# Activity
Could you set down the listing below exactly, leaving out its pictures?

(Exercise materials begins)

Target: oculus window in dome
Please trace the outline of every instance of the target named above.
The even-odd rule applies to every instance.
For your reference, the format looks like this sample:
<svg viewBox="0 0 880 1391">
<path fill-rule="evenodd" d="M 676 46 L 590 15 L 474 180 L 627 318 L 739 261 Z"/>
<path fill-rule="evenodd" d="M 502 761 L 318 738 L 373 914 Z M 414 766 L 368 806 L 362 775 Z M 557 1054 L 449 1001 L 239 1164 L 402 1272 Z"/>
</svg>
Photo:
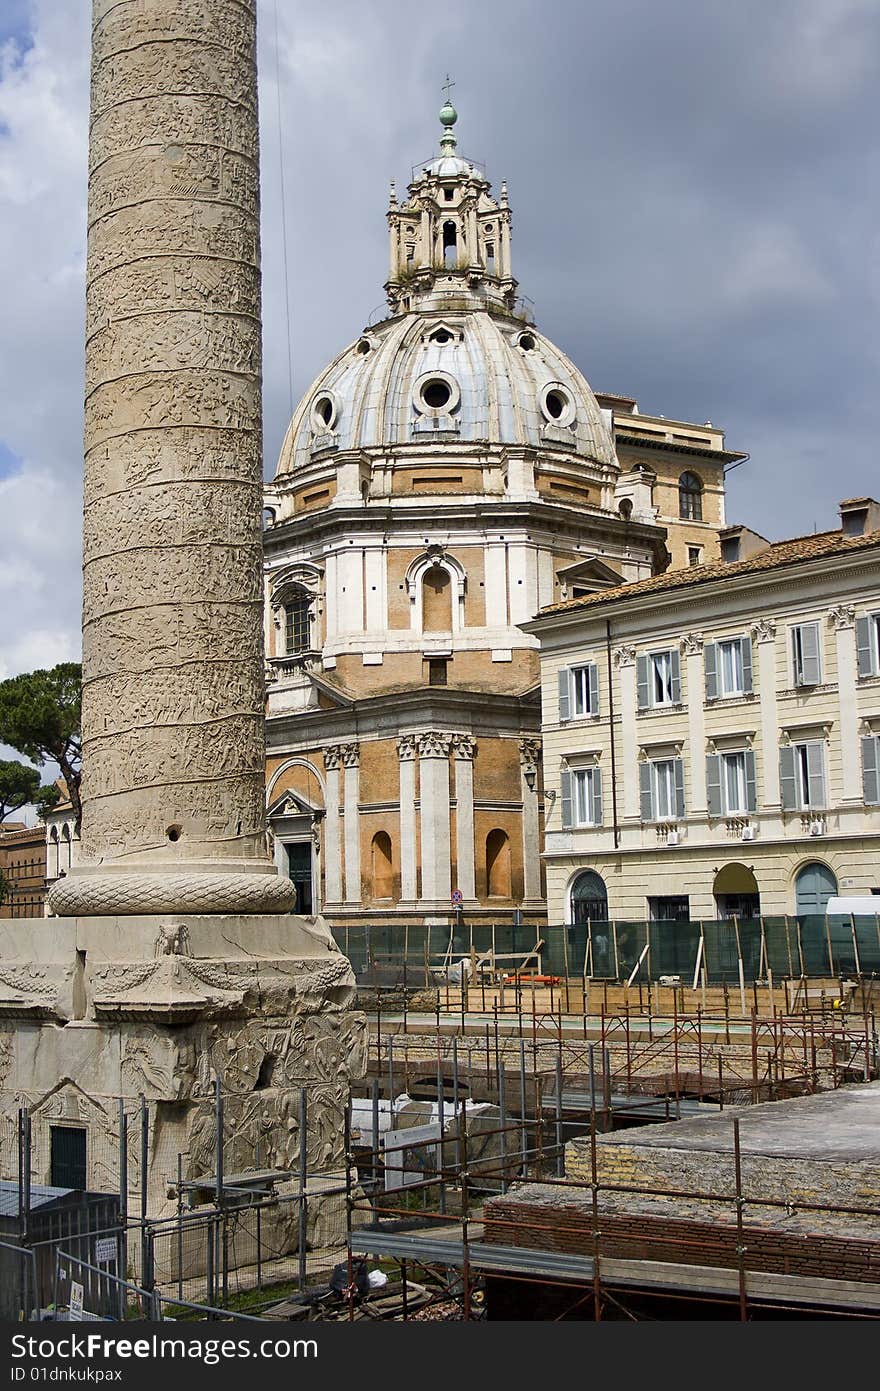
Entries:
<svg viewBox="0 0 880 1391">
<path fill-rule="evenodd" d="M 617 469 L 588 382 L 518 297 L 506 184 L 496 198 L 481 167 L 457 154 L 457 120 L 447 104 L 440 157 L 416 166 L 405 197 L 392 185 L 387 316 L 318 375 L 276 476 L 331 448 L 335 458 L 420 449 L 431 434 L 449 448 L 564 449 Z"/>
</svg>

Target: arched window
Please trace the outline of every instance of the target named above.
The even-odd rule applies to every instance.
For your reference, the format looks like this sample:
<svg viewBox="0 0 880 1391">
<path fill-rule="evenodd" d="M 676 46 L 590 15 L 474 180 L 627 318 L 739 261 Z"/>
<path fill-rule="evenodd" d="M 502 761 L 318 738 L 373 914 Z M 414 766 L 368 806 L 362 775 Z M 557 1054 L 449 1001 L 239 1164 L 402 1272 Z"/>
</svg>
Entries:
<svg viewBox="0 0 880 1391">
<path fill-rule="evenodd" d="M 284 601 L 284 651 L 288 657 L 311 647 L 311 597 L 294 590 Z"/>
<path fill-rule="evenodd" d="M 683 473 L 678 480 L 678 515 L 687 522 L 703 520 L 703 484 L 695 473 Z"/>
<path fill-rule="evenodd" d="M 391 837 L 387 831 L 377 831 L 370 849 L 373 897 L 394 897 L 394 861 Z"/>
<path fill-rule="evenodd" d="M 571 886 L 571 920 L 575 923 L 605 922 L 607 917 L 605 881 L 595 870 L 584 870 Z"/>
<path fill-rule="evenodd" d="M 443 264 L 447 270 L 458 266 L 458 233 L 454 222 L 443 223 Z"/>
<path fill-rule="evenodd" d="M 422 578 L 422 630 L 452 631 L 452 577 L 442 565 L 432 565 Z"/>
<path fill-rule="evenodd" d="M 506 831 L 486 837 L 486 892 L 490 898 L 510 898 L 510 838 Z"/>
</svg>

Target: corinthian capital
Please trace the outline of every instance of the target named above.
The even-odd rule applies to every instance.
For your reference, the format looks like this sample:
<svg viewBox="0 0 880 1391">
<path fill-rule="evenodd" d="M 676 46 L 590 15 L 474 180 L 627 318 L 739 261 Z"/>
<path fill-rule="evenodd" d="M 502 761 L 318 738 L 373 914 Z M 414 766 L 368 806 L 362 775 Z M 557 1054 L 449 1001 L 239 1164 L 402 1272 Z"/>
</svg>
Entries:
<svg viewBox="0 0 880 1391">
<path fill-rule="evenodd" d="M 342 761 L 342 744 L 328 744 L 324 750 L 324 767 L 332 772 Z"/>
<path fill-rule="evenodd" d="M 828 610 L 828 622 L 838 633 L 844 628 L 855 627 L 855 621 L 856 611 L 852 604 L 838 604 L 835 608 Z"/>
<path fill-rule="evenodd" d="M 448 758 L 452 747 L 452 735 L 438 730 L 427 730 L 419 735 L 420 758 Z"/>
<path fill-rule="evenodd" d="M 411 763 L 416 756 L 416 736 L 401 734 L 397 741 L 397 757 L 401 763 Z"/>
<path fill-rule="evenodd" d="M 477 752 L 477 741 L 472 734 L 453 734 L 452 752 L 456 758 L 471 762 Z"/>
<path fill-rule="evenodd" d="M 631 666 L 633 665 L 633 663 L 635 662 L 635 659 L 636 659 L 636 649 L 635 649 L 634 647 L 629 647 L 628 645 L 625 644 L 624 646 L 618 647 L 618 648 L 615 649 L 615 652 L 614 652 L 614 663 L 615 663 L 615 666 L 618 666 L 618 667 L 631 667 Z"/>
</svg>

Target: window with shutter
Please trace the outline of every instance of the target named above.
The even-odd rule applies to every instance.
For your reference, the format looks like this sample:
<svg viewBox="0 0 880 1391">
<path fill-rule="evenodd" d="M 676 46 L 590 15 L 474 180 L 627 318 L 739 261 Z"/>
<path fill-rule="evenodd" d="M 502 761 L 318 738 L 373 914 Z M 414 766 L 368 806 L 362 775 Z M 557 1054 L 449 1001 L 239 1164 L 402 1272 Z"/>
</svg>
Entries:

(Exercise materials ends)

# Reply to the task
Target: oculus window in dome
Please trace the outline of every instance of the target named above.
The even-odd rule applies to every instance.
For your reference, the format looks like this sample:
<svg viewBox="0 0 880 1391">
<path fill-rule="evenodd" d="M 676 46 L 590 15 L 474 180 L 627 318 L 739 261 Z"/>
<path fill-rule="evenodd" d="M 502 761 L 318 738 L 373 914 Z M 414 766 L 368 806 L 362 775 Z M 557 1054 L 449 1001 L 239 1164 L 402 1272 Z"/>
</svg>
Photo:
Entries:
<svg viewBox="0 0 880 1391">
<path fill-rule="evenodd" d="M 617 469 L 588 382 L 518 297 L 506 184 L 496 198 L 481 167 L 457 154 L 457 120 L 447 104 L 440 157 L 416 166 L 405 197 L 392 185 L 387 316 L 318 375 L 276 476 L 331 448 L 335 458 L 420 449 L 431 434 L 449 448 L 564 449 Z"/>
</svg>

Target: arched window
Please trace the outline of every instance of the target named above.
The even-odd rule applies to every instance.
For your reference, the format looks like this sample:
<svg viewBox="0 0 880 1391">
<path fill-rule="evenodd" d="M 676 46 L 590 15 L 474 180 L 627 318 L 739 261 Z"/>
<path fill-rule="evenodd" d="M 502 761 L 318 738 L 373 914 Z M 414 766 L 368 806 L 362 775 Z M 557 1054 L 449 1001 L 239 1164 L 402 1272 Z"/>
</svg>
Entries:
<svg viewBox="0 0 880 1391">
<path fill-rule="evenodd" d="M 284 601 L 284 651 L 288 657 L 311 647 L 311 597 L 294 590 Z"/>
<path fill-rule="evenodd" d="M 683 473 L 678 480 L 678 515 L 687 522 L 703 520 L 703 484 L 695 473 Z"/>
<path fill-rule="evenodd" d="M 391 837 L 387 831 L 377 831 L 370 849 L 373 897 L 394 897 L 394 861 Z"/>
<path fill-rule="evenodd" d="M 571 886 L 571 920 L 575 923 L 605 922 L 607 917 L 605 881 L 595 870 L 584 870 Z"/>
<path fill-rule="evenodd" d="M 443 264 L 447 270 L 458 266 L 458 233 L 454 222 L 443 223 Z"/>
<path fill-rule="evenodd" d="M 422 578 L 422 630 L 452 631 L 452 577 L 442 565 L 432 565 Z"/>
<path fill-rule="evenodd" d="M 506 831 L 486 837 L 486 892 L 490 898 L 510 898 L 510 838 Z"/>
</svg>

Target: corinthian capital
Please trace the outline of every instance of the target named above.
The even-odd rule applies to every instance.
For your reference, the format looks like this sample:
<svg viewBox="0 0 880 1391">
<path fill-rule="evenodd" d="M 676 46 L 590 15 L 474 180 L 627 318 L 739 261 Z"/>
<path fill-rule="evenodd" d="M 502 761 L 318 738 L 373 914 Z M 414 766 L 368 806 L 362 775 Z M 557 1054 L 449 1001 L 239 1164 L 402 1272 Z"/>
</svg>
Entries:
<svg viewBox="0 0 880 1391">
<path fill-rule="evenodd" d="M 342 761 L 342 744 L 328 744 L 324 750 L 324 767 L 332 772 Z"/>
<path fill-rule="evenodd" d="M 828 610 L 828 622 L 838 633 L 844 628 L 855 627 L 855 621 L 856 611 L 852 604 L 838 604 L 835 608 Z"/>
<path fill-rule="evenodd" d="M 448 758 L 452 747 L 452 735 L 438 730 L 427 730 L 419 735 L 420 758 Z"/>
<path fill-rule="evenodd" d="M 411 763 L 416 756 L 416 736 L 401 734 L 397 741 L 397 757 L 401 763 Z"/>
<path fill-rule="evenodd" d="M 477 752 L 477 741 L 472 734 L 453 734 L 452 752 L 456 758 L 471 762 Z"/>
<path fill-rule="evenodd" d="M 631 666 L 633 665 L 633 663 L 635 662 L 635 659 L 636 659 L 636 649 L 635 649 L 634 647 L 629 647 L 628 645 L 625 644 L 624 646 L 618 647 L 618 648 L 615 649 L 615 652 L 614 652 L 614 663 L 615 663 L 615 666 L 618 666 L 618 667 L 631 667 Z"/>
</svg>

Target: window with shutter
Please trace the outline of every instance of the target named above.
The even-odd rule applies to every instance.
For your reference, the format looks like this sample:
<svg viewBox="0 0 880 1391">
<path fill-rule="evenodd" d="M 676 46 L 590 15 L 474 180 L 627 318 L 739 261 Z"/>
<path fill-rule="evenodd" d="M 502 761 L 318 738 L 373 914 Z M 414 766 L 368 806 L 362 775 Z M 557 1054 L 449 1001 L 239 1164 L 402 1272 Z"/>
</svg>
Entries:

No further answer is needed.